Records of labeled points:

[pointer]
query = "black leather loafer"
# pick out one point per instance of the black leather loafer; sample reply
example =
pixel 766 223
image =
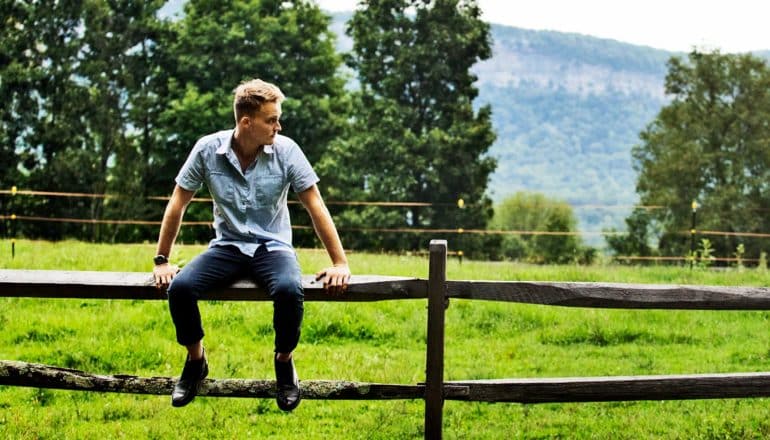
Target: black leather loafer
pixel 287 385
pixel 189 383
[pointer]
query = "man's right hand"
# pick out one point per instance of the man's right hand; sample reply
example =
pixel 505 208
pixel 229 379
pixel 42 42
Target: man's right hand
pixel 163 274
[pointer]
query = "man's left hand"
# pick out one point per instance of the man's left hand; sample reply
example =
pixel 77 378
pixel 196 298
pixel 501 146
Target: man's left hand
pixel 335 278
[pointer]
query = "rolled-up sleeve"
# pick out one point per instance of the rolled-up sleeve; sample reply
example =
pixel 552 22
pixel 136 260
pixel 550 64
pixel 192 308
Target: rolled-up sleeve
pixel 192 173
pixel 301 173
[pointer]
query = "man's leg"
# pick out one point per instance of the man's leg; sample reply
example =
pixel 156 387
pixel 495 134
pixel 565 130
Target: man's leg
pixel 279 272
pixel 214 267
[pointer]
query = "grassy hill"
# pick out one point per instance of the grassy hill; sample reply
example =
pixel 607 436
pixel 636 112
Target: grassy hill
pixel 378 342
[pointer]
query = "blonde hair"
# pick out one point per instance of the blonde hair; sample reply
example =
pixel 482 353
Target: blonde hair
pixel 251 94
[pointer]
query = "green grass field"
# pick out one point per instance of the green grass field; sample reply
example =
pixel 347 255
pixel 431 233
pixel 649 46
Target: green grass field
pixel 378 342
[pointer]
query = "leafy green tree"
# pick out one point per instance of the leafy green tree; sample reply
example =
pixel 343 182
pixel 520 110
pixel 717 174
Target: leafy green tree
pixel 535 212
pixel 416 135
pixel 636 240
pixel 711 144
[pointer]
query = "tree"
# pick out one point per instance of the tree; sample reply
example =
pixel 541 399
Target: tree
pixel 416 135
pixel 711 144
pixel 636 240
pixel 535 212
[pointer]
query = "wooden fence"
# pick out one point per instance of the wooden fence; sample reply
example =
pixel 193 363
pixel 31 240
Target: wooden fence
pixel 438 291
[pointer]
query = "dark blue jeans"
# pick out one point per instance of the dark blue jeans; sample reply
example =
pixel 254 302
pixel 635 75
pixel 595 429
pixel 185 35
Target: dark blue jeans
pixel 218 266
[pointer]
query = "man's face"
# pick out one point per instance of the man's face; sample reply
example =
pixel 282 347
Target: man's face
pixel 265 124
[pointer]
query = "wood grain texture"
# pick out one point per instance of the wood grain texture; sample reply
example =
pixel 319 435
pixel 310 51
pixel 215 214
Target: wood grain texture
pixel 619 388
pixel 24 374
pixel 139 285
pixel 615 295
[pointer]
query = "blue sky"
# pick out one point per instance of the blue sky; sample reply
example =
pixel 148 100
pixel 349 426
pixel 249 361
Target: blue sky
pixel 676 25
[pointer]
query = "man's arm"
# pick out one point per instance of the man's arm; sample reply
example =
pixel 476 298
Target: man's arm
pixel 335 278
pixel 169 228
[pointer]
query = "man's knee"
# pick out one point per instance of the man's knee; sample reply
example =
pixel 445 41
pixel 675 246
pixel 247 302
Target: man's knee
pixel 180 289
pixel 287 288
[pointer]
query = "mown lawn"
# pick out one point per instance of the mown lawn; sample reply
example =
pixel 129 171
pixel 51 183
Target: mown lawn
pixel 379 342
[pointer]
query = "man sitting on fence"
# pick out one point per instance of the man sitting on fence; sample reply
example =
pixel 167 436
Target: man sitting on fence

Task — Reproduce the data from its first line through the line containing "pixel 189 383", inclusive, and leave the picture out of your reply.

Solution for this task —
[pointer]
query = "black leather loafer"
# pick out one point per instance of the black leather loafer; sample reply
example =
pixel 766 223
image =
Target: black leather loafer
pixel 287 385
pixel 189 383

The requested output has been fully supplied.